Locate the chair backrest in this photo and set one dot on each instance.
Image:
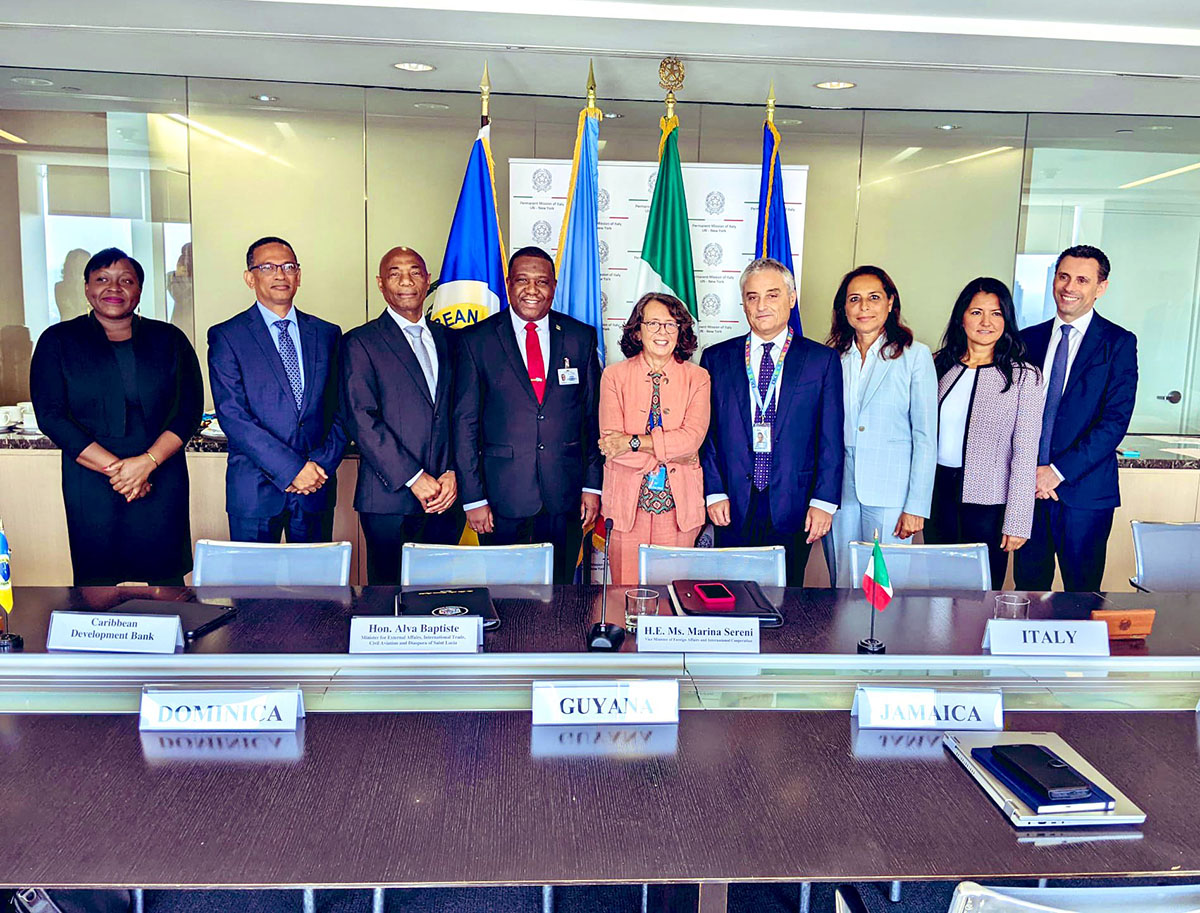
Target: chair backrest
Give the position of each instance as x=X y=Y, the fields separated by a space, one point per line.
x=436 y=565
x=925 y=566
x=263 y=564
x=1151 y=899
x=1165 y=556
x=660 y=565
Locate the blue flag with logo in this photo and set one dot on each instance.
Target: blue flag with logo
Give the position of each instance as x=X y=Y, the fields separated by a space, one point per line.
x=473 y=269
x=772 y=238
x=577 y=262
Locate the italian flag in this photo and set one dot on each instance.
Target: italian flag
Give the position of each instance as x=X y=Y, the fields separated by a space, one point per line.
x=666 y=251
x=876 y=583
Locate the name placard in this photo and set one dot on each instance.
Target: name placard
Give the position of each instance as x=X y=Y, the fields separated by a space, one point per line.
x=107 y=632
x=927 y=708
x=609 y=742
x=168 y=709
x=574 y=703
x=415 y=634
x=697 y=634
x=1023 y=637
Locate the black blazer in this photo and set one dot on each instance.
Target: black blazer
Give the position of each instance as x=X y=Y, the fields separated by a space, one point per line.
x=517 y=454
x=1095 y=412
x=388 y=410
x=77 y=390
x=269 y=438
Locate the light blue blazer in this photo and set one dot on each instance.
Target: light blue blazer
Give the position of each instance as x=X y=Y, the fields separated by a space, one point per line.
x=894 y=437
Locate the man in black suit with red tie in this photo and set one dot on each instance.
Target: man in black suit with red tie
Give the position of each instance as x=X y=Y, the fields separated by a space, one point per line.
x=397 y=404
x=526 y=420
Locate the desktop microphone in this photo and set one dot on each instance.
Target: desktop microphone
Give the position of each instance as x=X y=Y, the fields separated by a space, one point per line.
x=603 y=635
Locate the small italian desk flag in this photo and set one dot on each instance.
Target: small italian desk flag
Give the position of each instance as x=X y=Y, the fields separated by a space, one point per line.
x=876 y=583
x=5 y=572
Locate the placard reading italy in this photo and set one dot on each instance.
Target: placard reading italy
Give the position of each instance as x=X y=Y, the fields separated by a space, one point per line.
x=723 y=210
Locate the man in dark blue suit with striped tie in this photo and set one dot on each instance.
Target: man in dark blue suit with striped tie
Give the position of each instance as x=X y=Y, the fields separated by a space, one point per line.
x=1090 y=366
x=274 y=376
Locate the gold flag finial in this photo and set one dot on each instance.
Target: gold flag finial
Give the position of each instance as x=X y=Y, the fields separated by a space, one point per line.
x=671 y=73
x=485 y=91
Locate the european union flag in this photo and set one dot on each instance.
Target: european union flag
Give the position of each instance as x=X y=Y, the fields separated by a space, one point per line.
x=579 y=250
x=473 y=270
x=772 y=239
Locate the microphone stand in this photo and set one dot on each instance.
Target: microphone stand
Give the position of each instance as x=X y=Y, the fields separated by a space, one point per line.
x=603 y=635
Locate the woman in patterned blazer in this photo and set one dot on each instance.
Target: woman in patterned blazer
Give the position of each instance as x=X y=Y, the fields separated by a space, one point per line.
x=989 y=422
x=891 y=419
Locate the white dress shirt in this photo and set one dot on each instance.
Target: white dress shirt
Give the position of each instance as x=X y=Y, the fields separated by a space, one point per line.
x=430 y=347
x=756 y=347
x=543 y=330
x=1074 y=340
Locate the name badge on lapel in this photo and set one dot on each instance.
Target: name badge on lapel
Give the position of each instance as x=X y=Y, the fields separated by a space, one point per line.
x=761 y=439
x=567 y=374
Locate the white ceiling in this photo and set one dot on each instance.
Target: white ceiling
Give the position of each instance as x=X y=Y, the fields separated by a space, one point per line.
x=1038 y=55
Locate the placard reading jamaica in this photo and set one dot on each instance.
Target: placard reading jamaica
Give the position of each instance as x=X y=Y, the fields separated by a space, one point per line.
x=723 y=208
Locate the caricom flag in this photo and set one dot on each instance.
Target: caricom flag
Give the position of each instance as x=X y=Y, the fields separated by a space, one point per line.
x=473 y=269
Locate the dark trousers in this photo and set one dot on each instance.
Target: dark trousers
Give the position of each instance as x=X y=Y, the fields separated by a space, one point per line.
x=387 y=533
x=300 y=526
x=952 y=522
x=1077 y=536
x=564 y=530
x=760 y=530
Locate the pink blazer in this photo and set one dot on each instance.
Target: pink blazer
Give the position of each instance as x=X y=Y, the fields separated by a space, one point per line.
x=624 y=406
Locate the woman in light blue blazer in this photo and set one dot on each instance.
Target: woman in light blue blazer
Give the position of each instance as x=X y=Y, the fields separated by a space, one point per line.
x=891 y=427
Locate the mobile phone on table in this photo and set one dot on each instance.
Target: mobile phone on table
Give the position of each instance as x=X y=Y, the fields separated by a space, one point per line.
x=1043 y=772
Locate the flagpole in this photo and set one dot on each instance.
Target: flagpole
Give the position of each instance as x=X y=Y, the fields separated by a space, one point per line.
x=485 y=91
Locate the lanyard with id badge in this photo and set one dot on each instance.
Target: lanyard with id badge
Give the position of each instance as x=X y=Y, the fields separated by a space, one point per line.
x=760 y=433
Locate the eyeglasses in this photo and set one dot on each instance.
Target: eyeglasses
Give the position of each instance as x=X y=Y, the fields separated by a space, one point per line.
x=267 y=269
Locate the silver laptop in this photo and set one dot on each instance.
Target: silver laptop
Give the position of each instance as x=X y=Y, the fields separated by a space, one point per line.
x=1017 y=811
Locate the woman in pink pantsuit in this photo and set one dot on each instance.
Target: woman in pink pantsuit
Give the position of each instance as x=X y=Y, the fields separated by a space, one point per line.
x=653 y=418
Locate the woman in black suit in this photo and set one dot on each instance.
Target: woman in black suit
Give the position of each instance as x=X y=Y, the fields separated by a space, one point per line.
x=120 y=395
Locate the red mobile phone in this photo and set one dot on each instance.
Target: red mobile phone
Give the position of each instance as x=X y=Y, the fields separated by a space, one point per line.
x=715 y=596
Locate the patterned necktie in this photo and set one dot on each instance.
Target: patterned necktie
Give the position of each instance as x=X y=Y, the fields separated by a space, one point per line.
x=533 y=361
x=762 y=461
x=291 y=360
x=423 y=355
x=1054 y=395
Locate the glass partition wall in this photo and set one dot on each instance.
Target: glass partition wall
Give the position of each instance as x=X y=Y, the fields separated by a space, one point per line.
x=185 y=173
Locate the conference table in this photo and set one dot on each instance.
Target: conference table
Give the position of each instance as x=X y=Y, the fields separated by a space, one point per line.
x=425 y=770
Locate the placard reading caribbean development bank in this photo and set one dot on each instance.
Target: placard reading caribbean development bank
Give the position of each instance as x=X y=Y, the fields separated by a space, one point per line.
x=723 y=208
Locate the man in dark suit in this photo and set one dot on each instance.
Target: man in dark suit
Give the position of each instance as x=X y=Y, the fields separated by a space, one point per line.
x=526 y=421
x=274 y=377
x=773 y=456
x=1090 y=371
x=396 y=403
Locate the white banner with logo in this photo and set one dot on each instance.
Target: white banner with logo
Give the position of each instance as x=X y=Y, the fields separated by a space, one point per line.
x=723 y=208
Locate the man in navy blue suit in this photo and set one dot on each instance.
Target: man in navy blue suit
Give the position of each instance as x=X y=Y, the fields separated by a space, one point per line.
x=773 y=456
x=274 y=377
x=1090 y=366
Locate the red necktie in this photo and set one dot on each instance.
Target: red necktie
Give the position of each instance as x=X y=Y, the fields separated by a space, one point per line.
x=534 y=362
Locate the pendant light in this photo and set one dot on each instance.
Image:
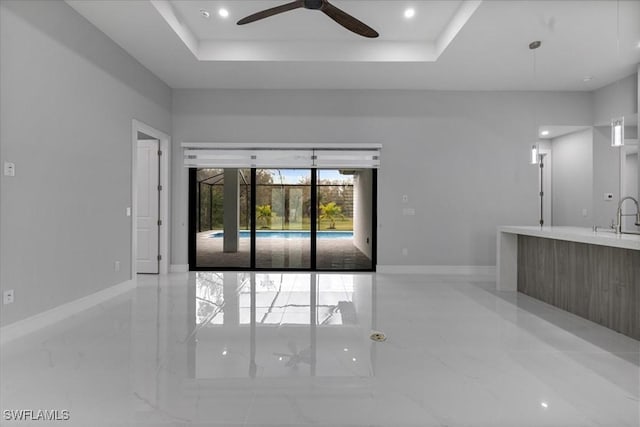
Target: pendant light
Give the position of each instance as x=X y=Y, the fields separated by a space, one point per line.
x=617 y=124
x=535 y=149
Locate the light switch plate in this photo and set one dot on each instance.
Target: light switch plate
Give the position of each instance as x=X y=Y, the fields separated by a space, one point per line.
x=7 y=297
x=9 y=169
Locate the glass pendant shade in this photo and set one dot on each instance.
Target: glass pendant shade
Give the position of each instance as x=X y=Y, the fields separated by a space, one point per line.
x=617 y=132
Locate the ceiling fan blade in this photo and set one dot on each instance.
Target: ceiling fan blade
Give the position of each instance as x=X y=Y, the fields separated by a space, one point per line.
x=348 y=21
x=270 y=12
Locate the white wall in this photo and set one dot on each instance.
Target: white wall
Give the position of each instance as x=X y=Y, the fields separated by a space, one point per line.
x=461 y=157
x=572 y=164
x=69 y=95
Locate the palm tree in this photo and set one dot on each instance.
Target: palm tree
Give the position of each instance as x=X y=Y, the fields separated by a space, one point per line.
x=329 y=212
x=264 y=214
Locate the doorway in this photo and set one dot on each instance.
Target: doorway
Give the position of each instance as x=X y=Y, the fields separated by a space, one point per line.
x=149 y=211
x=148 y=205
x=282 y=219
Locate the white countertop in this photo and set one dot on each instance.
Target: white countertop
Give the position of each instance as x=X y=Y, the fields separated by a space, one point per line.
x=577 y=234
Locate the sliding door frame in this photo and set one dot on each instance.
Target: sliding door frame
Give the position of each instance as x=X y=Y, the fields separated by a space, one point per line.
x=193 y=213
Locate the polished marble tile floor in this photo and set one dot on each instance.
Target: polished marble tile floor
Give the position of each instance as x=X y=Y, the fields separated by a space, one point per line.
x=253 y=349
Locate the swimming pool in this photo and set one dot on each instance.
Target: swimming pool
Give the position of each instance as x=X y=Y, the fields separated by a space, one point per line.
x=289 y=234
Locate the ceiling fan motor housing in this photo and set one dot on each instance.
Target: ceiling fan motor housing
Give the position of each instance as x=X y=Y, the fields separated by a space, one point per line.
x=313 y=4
━━━━
# [Exercise task]
Reproduce everything from the start of the records down through the line containing "x=269 y=438", swapping "dot" for "marker" wherever it occurs and leaving all other text unchanged. Omit the pictures from your output.

# [Answer to this exercise]
Locate the chair backrest in this photo and set one marker on each instance.
Image:
Target: chair backrest
Give the position of each instance as x=X y=Y, the fields separated by a space, one point per line.
x=436 y=565
x=925 y=566
x=263 y=564
x=1151 y=899
x=1165 y=556
x=660 y=565
Locate the blue flag with logo in this photo and set one marker on each instance.
Target: blue flag with logo
Give the position of each instance as x=X y=Y, the fields separated by a space, one point per line.
x=473 y=269
x=772 y=238
x=577 y=262
Locate the italian flag in this photo and set one marker on each instance.
Target: italian flag
Give the position of each instance as x=X y=Y, the fields separated by a space, one point per line.
x=666 y=251
x=876 y=583
Locate the name placard in this photo and set one marker on each instance.
Target: name placard
Give the position of each instance as x=X y=Y, the fields separated by a space, one point per line.
x=107 y=632
x=927 y=708
x=609 y=742
x=168 y=709
x=574 y=703
x=415 y=634
x=697 y=634
x=1023 y=637
Locate the black blazer in this photo and set one marker on each instance.
Target: black blazer
Give the position of each instance as x=X y=Y, the fields separated by a space, one point per line.
x=517 y=454
x=1095 y=412
x=388 y=410
x=77 y=390
x=269 y=438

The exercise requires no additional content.